What is required -> Shift each bounding box coordinate by adding 68. Write out every line of the listing between the lines holding "In the image provided above, locate ceramic" and "[0,132,158,155]", inclusive, and leave all other text unchanged.

[Excerpts from a detection dataset]
⁂
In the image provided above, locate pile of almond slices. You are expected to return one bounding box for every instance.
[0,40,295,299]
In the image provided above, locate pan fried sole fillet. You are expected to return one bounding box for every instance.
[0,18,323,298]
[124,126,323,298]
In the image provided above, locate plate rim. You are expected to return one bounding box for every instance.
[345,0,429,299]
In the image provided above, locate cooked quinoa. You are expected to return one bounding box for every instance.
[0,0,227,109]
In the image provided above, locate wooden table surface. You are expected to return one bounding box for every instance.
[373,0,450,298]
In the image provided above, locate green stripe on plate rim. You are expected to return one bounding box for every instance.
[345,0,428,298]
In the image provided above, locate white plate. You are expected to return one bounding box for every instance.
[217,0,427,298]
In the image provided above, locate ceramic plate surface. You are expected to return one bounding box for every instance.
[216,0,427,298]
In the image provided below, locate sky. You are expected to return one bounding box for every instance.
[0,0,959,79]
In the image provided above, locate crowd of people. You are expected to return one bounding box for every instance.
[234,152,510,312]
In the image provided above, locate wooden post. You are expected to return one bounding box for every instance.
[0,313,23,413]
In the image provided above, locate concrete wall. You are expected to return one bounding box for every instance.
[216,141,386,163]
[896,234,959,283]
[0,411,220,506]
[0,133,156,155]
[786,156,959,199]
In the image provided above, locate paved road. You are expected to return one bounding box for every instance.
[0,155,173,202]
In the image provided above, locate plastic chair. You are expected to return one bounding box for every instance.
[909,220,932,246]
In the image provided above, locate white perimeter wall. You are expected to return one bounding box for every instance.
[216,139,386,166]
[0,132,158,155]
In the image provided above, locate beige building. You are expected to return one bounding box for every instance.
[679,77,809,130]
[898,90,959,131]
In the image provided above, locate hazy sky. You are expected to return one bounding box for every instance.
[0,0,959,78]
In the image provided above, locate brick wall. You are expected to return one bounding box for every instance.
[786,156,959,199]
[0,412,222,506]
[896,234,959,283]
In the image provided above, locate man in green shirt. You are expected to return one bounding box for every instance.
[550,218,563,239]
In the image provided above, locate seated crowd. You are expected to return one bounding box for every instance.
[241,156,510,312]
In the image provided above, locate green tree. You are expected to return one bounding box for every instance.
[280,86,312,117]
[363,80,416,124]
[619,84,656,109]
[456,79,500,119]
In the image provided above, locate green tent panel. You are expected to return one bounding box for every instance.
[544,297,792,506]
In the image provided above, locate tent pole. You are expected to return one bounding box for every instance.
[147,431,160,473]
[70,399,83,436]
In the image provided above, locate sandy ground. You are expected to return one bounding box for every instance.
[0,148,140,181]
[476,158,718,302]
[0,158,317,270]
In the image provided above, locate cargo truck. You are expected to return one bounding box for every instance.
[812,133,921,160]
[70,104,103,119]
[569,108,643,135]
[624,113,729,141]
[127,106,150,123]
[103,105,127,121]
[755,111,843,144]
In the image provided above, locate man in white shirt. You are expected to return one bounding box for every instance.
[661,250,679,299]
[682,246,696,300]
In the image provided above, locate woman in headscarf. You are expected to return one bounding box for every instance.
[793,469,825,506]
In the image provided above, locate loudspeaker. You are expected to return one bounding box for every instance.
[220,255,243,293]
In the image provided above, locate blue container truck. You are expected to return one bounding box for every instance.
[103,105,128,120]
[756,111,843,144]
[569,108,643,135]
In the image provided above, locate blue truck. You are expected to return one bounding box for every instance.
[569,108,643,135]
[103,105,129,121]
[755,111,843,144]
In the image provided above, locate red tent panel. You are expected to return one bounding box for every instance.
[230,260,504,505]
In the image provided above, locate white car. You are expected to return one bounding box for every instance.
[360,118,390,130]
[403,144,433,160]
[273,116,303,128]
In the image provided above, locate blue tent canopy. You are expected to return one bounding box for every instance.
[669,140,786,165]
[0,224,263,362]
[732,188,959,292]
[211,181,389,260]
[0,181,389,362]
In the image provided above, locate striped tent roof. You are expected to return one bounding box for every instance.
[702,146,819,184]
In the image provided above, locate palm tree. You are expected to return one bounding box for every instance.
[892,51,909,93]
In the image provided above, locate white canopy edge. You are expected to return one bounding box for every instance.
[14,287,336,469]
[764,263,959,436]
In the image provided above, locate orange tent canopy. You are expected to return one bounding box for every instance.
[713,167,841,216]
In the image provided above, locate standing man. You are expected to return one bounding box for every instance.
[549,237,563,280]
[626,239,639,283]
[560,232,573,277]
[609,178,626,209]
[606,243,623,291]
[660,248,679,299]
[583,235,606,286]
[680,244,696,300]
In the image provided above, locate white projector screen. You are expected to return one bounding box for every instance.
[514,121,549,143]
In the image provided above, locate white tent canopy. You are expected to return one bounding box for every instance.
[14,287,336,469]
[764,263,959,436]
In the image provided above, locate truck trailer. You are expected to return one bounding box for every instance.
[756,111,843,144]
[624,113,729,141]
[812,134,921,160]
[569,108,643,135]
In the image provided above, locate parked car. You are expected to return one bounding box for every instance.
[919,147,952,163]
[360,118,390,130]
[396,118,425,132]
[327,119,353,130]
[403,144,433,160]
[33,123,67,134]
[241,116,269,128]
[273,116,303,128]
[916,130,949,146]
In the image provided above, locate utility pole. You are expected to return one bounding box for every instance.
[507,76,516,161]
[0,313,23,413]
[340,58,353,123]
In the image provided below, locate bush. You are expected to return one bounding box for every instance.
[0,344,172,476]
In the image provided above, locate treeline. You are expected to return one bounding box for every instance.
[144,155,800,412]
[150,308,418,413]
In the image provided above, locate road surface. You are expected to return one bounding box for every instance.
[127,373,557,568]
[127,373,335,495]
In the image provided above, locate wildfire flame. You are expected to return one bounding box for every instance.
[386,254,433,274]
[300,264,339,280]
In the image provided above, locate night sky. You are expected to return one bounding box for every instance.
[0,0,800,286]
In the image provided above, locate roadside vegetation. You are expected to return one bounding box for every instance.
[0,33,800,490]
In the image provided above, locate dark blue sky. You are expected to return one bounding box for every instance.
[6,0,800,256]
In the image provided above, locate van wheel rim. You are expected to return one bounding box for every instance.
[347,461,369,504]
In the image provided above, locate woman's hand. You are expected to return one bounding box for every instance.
⁂
Exercise response ->
In the image provided above, locate ceramic plate surface. You are expected to return one bounding box for every instance.
[284,68,495,366]
In the image provided below, locate sky. You are expected to return one bounding box for every instance.
[68,68,1027,147]
In the image provided above, locate crowd of people. You are expected to return one bounding box for every instance.
[302,220,578,380]
In the image provided above, locate wooden post. You are expected to return one bounding box for every instance.
[68,381,91,481]
In the image provided above, locate concrete wall. You are expected to return one bounding box for every instance.
[284,209,454,231]
[964,302,1027,351]
[68,479,288,574]
[68,201,224,223]
[854,224,1027,267]
In the image provided above, locate paved road. You are expected to return one bounding box for every instance.
[68,223,241,270]
In the image provided above, locate plastic chair. You are expected to return one bounding box for every instance.
[977,288,1000,314]
In the image provided above, locate white perimeter wall. You are expected to return one bounding box for every instance.
[284,207,454,234]
[68,200,226,223]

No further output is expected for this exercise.